"""

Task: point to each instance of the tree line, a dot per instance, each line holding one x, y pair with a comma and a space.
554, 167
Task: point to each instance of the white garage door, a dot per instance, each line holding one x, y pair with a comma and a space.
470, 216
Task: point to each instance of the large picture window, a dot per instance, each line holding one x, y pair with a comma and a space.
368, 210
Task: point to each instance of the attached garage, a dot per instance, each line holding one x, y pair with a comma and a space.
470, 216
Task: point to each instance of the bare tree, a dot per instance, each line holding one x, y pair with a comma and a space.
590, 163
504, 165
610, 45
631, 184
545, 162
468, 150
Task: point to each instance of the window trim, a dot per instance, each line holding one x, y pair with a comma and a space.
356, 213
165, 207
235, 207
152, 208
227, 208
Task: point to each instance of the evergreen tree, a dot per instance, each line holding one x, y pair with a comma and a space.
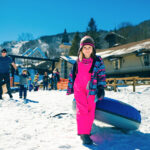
65, 38
92, 31
75, 45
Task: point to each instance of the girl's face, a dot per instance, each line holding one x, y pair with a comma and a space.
24, 72
87, 50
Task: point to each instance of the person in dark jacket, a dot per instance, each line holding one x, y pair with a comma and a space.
87, 82
5, 62
45, 81
56, 78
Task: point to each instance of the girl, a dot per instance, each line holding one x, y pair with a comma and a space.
87, 81
23, 83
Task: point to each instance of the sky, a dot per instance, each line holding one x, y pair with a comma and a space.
51, 17
46, 121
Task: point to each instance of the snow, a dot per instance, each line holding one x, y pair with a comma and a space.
46, 121
122, 51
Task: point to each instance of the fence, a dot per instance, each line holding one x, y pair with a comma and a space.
112, 82
134, 81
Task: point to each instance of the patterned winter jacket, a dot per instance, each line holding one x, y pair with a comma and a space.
98, 78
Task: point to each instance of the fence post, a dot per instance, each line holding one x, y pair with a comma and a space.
134, 81
115, 88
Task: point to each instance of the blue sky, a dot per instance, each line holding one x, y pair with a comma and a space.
50, 17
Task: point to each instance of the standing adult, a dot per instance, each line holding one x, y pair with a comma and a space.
5, 62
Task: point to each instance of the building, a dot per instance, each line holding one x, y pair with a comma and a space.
131, 59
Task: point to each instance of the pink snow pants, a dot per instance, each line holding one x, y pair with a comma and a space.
85, 105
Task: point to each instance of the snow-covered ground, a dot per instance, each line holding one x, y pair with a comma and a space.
46, 121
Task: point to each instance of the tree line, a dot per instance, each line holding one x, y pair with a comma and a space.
131, 33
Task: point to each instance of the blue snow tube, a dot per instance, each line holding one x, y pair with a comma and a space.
118, 114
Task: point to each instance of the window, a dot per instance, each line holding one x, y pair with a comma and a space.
116, 64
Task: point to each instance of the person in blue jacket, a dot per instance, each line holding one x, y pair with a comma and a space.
5, 62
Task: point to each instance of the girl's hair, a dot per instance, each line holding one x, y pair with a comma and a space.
86, 40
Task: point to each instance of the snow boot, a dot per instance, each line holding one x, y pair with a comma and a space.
86, 139
1, 97
11, 97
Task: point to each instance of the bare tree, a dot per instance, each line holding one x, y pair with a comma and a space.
25, 37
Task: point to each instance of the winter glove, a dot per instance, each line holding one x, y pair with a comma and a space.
100, 93
25, 85
17, 72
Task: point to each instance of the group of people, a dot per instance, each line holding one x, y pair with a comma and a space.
25, 81
86, 80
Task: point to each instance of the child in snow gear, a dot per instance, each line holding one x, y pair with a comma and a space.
23, 83
5, 62
45, 81
56, 78
36, 79
87, 82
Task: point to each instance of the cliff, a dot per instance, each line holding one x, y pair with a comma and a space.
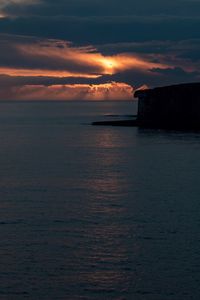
176, 106
170, 107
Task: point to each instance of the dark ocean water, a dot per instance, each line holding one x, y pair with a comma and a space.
96, 212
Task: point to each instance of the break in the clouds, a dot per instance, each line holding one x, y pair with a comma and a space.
94, 49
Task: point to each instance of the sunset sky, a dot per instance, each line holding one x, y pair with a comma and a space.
96, 49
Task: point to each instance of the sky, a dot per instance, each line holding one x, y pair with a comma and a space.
96, 49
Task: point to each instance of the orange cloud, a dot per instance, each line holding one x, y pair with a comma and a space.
79, 60
48, 73
107, 91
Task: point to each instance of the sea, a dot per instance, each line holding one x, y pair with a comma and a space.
96, 212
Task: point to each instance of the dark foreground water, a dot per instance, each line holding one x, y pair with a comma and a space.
96, 212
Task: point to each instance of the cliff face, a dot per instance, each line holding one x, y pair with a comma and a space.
171, 106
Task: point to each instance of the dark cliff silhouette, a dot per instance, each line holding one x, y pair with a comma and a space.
173, 107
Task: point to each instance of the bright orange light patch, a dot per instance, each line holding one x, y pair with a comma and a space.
107, 91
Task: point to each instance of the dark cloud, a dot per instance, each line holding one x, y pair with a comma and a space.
163, 33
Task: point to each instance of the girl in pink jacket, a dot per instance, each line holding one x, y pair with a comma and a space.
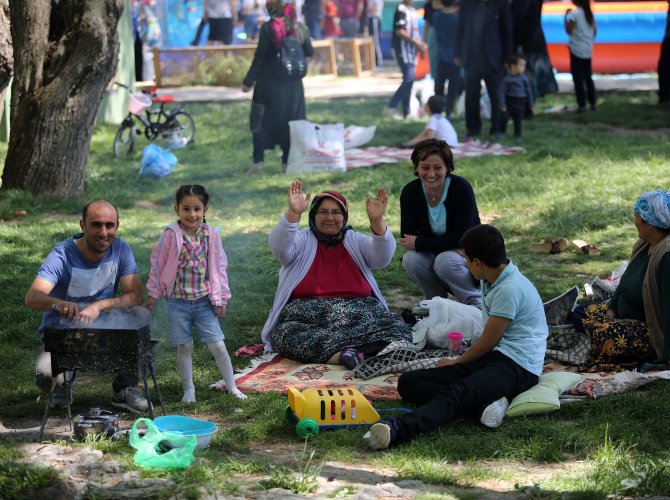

"""

:: Work to be completed ::
Your task is to repeat the data above exactly while excluding the pictures.

:: Result of this task ::
Task: point to each instance of the tree line, a dot per instance, each line holding one x, y pair with a comma and a space.
554, 167
Task: point to each instance of the white garage door, a dot per instance, each line holding one x, y pair with a comma and a space.
470, 216
Task: point to each instance of the large picture window, a dot per instance, each line holding one x, y pair with a comma and a space.
368, 210
Task: point to each instance of the attached garage, a dot per instance, each line holding one x, y pair with a comma and a space.
470, 216
Task: point to each instance of the bare tree, a dot per instance, each line holding one x, y pair with a comma and a space.
590, 163
504, 165
610, 45
631, 184
545, 162
468, 150
Task: point to each instance of the window trim, a dot per instance, each line holding one x, y pair with a comma and a space.
356, 213
165, 207
235, 207
152, 208
227, 208
Task: point to each instance of the evergreen tree, a dot per instance, each line holding one x, y pair with a comma and a space.
65, 38
92, 31
75, 45
Task: point to each instance of the girl's face, a dot per instance, each line holding one x, y pair with a comma and a space.
24, 72
87, 50
Task: point to each instance of the person in dark jacket, a dot per instance, each line holding one x, y pair with a comma and a space.
87, 82
5, 62
45, 81
56, 78
Task: point to each instance of the girl, a dot per instance, each line holding one x, y pair with a comma and a space.
87, 81
23, 83
Task: point to each instance of the sky, a dot per instance, each line holding one x, y pair with a comma and a space.
51, 17
46, 121
Task: point to each instance of the snow, a dot per instance, each line holding one x, y pair with a comma and a space.
46, 121
122, 51
Task: point to each instance of the fence, a dot per instance, each line holding one x, y pair with a comma and a space.
112, 82
134, 81
Task: point to each instance of the patterned winter jacket, a dot per instance, each line holding one x, y pair with a comma and a space.
98, 78
Task: point to each instance of the fence post, a dot per instance, each line holding one x, y pair with a comma and a space.
134, 81
115, 88
Task: point to each instance of the blue sky, a dot per instance, each line holding one x, y pair with a comma and a space.
50, 17
Task: point to each instance of the standing adult, a dot per instance, each line holding one x, y pair with a comma and a space.
5, 62
Task: point to each instance of the building, a dot per instance, each line holding one x, y pair with a comma and a space.
131, 59
Task: point to each instance of the pink snow pants, a dot per instance, each line holding one x, y pair with a comma and a space.
85, 105
Task: point to each instance of the snow-covered ground, a dot per instance, each line holding one x, y pair with a comma and a space.
46, 121
Task: point to each instance of the tree line, a dot per instance, each line holding one x, y pair with a comma and a space.
131, 33
Task: point to each instance of the blue snow tube, a dot per instance, each line holding one x, y pair with a comma and a space.
118, 114
Task: point to each instance of the window, a dot per instance, each line holding one x, y pair with a comma and a space.
116, 64
Task: point to each instance of the person in blue jacket, a dot per instance, each line holding one x, y pair with a comma and a space.
5, 62
Task: point to each instance of the girl's hair, a dot per instance, each line holding one x, y pair with a comma and a space.
86, 40
Task: point to each instance of the snow boot, a dot per instance, each line holding one x, y pair with a comma and a space.
86, 139
1, 97
11, 97
Task: point to each instance of the bare tree, a dot per instance, each line holding one x, y pair with a comma and a space.
25, 37
Task: point to each instance of the winter glove, a dot per instance, each line holding one x, y pair with a comma and a space.
100, 93
25, 85
17, 72
Task: point to each instance of the group of people, a dot per instance, each line holding one x, y pair with a comma and a space.
25, 81
86, 80
Task: point to each instance of the child in snow gear, a dot per instance, each line holding one x, y pair with a comma and a space.
23, 83
5, 62
45, 81
56, 78
36, 79
87, 82
Task: point to each instance of the cliff, a dot per instance, each line holding one x, y pair with a comma and a space.
176, 106
170, 107
Task: point to each instance of the dark ocean water, a dot per instance, each line holding one x, y pair with a comma and a space.
96, 212
Task: point to each instance of the break in the clouds, a dot per instance, each line holding one x, y pair with a comma and a space.
94, 49
Task: point to each instance of the sunset sky, a dot per instance, each line holding one x, y pair with a comma and a space.
96, 49
Task: point to each instance of the sky, a dot per instance, each line holding one x, y pair with a comma and a space.
96, 49
Task: point to each instance of the orange cloud, a dot per instance, each line holding one x, y pair with a comma and a space.
79, 60
48, 73
107, 91
Task: point to each instance of the sea, a dot per instance, each line holding one x, y pair with a comma and a space.
96, 212
Task: point to each instance of the dark foreground water, a dot per instance, each line holding one x, y pair with a comma and a space.
96, 212
Task: point to each instance of the cliff face, a dot per instance, each line holding one x, y pair with a comma and a space.
171, 106
Task: point to each instance of the dark cliff silhouette, a dot per instance, each line holding one x, y pair with a comma and a space.
173, 107
Task: point to each instance of the bright orange light patch, a dot per instance, each line holding one x, y pair with a comma and a space.
107, 91
Task: point to each instance of the dark cloud, a dot per instance, each line holding one x, y pair with a comma and a space.
163, 33
Task: point to each instance of the girl in pink jacket, a dot per instance, each line holding one x, y pair with a comma and a space.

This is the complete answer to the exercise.